→ **Quoted passage**
>> start

Introduction
The growing demand for highly effective security systems is seeing the rapid uptake of biometric technologies in all industries. This is accelerating the growth of the biometrics industry with an increased focus on investment and innovation. At least one estimate expects the industry to grow from $32.48 billion in 2022 to $59.32 billion by 2026, with Asia Pacific expected be the fastest-growing region over this period.[1]
As biometric technology is dependent on use of biometric information comprising an individual’s physical and/or behaviour attributes, and which is sensitive personal information, the industry is under intense scrutiny to ensure that use of such technologies is compliant with data protection and privacy laws, and more generally, consistent with stakeholder expectations regarding handling of personal information.
Inventors in the biometrics space often query how data protection and privacy laws intersect with their rights to register patents for new biometric technologies. A key concern is whether compliance with local data protection and privacy laws is a necessary precursor to secure registration of patents.
Considering Australian patent law, it is clear that inventors should be aware that patent applications can be refused in Australia if use of the invention is contrary to Australian data protection and privacy laws.

>> end

→ **Extracted entries**
>> start

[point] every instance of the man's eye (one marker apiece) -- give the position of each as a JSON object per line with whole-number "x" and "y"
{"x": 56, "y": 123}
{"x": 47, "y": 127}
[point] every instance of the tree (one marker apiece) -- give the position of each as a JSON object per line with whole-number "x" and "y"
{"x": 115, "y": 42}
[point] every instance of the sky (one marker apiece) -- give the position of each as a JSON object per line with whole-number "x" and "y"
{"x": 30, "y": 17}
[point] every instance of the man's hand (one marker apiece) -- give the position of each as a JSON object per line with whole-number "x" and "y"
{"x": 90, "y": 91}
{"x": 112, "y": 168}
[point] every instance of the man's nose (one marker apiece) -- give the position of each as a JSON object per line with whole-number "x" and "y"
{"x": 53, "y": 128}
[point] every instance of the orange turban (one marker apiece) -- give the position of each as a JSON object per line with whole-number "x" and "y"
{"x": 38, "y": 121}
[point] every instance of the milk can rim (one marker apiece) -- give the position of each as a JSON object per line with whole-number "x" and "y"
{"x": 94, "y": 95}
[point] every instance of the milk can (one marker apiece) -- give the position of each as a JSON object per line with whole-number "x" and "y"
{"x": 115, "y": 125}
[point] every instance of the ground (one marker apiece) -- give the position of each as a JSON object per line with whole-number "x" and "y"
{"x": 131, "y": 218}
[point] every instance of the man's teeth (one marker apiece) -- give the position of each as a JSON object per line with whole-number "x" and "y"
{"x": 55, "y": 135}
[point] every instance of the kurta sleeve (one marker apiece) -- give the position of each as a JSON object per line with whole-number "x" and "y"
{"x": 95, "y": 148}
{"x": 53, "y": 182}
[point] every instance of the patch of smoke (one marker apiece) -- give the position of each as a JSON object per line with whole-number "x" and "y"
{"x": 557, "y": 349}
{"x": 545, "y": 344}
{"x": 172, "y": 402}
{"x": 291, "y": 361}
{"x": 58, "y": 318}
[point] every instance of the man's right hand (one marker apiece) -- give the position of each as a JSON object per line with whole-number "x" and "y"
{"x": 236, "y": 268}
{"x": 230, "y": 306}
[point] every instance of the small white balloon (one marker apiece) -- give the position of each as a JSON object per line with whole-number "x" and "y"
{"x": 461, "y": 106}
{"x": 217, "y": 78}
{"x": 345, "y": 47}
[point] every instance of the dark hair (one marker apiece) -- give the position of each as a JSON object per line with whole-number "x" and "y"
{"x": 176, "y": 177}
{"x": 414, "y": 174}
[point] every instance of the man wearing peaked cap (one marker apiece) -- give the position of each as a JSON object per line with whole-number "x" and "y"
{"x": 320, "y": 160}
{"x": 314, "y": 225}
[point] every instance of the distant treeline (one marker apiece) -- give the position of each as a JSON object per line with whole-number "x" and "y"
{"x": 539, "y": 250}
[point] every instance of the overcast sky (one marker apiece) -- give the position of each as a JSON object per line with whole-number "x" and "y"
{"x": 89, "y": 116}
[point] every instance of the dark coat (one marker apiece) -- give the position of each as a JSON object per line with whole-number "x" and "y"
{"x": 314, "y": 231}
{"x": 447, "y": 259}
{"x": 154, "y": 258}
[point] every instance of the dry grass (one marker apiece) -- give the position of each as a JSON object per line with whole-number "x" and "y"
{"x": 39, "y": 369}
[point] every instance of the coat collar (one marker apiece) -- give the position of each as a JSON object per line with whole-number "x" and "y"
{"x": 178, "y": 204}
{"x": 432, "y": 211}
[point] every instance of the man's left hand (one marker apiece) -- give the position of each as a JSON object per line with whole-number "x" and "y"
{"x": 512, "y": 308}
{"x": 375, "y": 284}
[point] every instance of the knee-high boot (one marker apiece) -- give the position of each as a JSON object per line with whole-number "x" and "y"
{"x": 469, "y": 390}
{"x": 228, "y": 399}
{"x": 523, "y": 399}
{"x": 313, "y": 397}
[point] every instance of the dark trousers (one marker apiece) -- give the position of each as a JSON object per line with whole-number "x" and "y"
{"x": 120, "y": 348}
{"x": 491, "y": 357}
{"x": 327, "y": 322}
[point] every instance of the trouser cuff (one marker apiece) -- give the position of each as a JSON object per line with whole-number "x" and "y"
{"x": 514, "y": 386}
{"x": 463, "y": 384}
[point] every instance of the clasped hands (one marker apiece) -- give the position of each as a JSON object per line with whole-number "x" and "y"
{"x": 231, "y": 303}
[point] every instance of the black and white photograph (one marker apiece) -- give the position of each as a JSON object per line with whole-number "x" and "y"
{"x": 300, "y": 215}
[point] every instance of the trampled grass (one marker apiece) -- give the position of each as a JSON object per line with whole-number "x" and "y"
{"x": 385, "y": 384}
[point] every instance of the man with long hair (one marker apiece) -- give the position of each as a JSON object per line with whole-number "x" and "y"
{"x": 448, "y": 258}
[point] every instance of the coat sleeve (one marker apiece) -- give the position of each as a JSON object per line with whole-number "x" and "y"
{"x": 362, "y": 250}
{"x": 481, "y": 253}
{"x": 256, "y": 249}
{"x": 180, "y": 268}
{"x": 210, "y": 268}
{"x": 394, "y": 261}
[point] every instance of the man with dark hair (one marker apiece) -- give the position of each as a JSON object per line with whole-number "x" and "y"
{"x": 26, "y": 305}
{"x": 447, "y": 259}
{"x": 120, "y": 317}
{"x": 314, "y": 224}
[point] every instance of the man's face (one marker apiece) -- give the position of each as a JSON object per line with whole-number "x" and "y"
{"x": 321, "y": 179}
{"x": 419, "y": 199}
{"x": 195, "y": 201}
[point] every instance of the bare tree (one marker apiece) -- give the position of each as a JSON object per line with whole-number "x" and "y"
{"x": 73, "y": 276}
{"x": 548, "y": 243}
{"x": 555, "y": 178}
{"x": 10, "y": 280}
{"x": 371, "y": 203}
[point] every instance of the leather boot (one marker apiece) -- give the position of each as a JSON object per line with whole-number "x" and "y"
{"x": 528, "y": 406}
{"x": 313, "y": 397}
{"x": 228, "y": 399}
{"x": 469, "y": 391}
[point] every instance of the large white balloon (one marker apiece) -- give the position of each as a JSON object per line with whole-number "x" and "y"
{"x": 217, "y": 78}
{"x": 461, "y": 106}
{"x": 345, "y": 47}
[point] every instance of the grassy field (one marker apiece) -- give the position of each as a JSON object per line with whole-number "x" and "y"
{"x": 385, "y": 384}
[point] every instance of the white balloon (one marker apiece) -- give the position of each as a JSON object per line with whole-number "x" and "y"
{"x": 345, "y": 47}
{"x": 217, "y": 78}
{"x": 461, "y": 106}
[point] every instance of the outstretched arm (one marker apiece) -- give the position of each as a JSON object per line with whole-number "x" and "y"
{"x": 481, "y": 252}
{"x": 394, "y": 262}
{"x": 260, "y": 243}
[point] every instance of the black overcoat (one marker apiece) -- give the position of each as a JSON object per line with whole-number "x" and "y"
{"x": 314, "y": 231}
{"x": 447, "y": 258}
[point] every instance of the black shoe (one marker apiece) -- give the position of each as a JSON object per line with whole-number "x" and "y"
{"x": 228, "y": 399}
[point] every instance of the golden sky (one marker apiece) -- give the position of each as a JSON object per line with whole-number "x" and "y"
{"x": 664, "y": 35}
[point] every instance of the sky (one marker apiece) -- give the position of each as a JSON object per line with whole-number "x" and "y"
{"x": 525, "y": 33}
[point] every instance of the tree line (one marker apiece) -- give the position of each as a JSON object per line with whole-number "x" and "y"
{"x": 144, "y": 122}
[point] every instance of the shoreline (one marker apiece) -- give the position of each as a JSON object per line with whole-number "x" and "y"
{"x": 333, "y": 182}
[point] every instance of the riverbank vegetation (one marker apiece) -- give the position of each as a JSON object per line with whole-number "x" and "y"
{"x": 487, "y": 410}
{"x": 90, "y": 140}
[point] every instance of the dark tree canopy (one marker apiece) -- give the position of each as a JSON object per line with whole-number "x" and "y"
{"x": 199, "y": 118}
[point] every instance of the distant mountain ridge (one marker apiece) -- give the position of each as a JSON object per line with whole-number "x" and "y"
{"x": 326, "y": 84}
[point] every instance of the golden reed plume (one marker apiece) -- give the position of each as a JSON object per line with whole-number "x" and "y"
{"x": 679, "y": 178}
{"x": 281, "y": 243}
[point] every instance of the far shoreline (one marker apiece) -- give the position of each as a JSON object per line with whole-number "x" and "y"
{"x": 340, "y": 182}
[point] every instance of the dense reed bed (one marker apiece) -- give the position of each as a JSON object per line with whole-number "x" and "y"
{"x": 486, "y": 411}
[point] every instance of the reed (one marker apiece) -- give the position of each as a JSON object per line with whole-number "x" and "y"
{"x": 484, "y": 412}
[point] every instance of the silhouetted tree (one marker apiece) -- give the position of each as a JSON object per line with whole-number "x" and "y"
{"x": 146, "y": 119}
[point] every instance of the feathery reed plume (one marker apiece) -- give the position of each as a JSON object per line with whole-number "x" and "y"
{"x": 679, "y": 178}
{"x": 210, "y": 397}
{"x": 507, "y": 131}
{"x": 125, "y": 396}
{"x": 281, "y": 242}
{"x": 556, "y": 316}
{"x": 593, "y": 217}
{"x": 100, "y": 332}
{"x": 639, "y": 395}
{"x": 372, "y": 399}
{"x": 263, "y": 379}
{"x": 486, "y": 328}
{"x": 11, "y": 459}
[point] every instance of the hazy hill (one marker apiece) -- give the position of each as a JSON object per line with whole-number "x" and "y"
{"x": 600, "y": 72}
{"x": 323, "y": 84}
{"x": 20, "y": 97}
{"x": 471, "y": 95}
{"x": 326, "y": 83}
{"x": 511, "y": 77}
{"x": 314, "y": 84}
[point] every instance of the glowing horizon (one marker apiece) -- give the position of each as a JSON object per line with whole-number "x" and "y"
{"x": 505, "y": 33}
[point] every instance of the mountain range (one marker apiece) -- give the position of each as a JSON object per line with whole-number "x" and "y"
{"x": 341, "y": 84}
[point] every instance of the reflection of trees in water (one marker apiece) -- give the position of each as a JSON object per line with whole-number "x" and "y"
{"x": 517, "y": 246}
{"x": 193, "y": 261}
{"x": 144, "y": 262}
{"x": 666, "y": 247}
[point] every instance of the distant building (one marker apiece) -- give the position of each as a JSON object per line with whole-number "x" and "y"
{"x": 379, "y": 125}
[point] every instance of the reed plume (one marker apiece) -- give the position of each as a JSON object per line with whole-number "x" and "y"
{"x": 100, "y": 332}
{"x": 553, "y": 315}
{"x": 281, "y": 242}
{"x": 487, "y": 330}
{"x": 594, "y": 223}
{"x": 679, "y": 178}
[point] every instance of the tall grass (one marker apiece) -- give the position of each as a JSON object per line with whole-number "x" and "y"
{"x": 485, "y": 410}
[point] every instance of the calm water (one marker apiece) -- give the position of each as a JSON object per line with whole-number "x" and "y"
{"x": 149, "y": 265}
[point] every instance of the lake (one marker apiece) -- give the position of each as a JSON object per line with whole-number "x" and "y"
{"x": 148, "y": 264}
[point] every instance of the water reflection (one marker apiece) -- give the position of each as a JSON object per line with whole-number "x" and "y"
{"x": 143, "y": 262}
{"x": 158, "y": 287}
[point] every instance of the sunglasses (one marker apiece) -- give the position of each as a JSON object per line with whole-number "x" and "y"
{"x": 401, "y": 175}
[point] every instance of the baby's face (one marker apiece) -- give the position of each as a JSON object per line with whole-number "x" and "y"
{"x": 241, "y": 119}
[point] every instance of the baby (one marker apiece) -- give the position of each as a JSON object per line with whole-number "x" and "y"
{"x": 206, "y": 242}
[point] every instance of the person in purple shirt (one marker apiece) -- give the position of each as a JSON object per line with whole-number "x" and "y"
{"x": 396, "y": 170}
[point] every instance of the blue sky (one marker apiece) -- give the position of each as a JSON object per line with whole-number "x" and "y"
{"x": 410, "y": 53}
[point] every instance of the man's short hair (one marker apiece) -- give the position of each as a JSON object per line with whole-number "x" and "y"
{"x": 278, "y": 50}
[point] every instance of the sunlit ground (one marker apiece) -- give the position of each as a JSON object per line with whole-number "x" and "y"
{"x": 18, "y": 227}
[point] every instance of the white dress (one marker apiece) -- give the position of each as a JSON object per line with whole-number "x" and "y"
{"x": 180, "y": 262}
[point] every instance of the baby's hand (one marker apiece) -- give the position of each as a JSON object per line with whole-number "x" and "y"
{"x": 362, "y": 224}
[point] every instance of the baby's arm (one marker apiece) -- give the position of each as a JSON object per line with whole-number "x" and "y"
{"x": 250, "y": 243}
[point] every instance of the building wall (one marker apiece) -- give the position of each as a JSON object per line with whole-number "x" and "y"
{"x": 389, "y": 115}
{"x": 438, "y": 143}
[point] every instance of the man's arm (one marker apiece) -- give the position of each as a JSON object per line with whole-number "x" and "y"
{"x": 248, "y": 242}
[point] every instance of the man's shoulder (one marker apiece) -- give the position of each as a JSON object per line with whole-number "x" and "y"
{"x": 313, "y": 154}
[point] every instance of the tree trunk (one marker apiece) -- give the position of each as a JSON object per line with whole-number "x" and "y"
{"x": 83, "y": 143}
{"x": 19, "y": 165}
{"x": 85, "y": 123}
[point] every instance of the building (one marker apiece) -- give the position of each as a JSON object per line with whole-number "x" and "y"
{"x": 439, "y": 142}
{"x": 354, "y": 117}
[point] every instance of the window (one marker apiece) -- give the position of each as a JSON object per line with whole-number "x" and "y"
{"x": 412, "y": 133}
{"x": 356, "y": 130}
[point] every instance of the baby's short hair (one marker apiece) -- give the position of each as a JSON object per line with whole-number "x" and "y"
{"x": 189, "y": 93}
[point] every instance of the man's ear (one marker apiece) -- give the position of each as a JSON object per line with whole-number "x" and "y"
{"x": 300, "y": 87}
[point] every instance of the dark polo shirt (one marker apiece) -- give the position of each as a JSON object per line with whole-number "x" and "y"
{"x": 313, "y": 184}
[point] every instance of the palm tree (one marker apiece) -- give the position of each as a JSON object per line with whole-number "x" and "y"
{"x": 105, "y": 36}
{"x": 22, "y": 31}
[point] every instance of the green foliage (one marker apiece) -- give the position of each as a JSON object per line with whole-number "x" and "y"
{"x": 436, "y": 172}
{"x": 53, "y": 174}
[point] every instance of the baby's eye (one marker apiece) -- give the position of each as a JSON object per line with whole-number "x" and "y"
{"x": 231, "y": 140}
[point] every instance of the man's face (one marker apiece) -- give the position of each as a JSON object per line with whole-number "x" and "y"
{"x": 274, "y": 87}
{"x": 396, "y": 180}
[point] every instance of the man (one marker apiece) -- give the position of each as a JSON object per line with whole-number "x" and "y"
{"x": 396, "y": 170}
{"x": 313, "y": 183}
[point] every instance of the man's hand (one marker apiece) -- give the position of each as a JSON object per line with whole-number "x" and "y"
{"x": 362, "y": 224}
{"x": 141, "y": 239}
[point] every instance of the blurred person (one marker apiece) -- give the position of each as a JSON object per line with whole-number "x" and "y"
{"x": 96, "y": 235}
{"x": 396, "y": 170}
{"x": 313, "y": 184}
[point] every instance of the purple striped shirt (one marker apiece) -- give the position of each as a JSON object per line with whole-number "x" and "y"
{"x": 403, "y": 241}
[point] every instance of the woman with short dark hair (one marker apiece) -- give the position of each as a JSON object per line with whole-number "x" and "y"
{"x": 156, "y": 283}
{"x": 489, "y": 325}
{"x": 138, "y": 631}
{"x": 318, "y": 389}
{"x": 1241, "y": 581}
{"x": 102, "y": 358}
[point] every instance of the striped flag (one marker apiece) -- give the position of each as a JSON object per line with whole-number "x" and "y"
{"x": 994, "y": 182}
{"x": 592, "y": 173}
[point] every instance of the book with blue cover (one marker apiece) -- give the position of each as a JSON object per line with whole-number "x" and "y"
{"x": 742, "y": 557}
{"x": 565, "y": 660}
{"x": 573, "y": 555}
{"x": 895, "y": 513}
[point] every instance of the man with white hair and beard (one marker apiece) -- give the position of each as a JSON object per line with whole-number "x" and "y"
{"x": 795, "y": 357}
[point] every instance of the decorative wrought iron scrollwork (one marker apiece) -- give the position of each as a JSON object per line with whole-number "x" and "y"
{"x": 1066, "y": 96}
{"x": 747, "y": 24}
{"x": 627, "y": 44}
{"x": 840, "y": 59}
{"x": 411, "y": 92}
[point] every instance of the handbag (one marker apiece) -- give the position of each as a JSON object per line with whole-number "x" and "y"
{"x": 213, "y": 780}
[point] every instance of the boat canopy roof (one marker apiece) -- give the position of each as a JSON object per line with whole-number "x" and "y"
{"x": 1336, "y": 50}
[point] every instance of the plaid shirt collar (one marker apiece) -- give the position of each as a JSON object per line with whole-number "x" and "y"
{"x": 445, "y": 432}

>> end

→ **Work required**
Name the region that the introduction on biometrics and patent law expects to grow fastest.

→ **Full solution**
Asia Pacific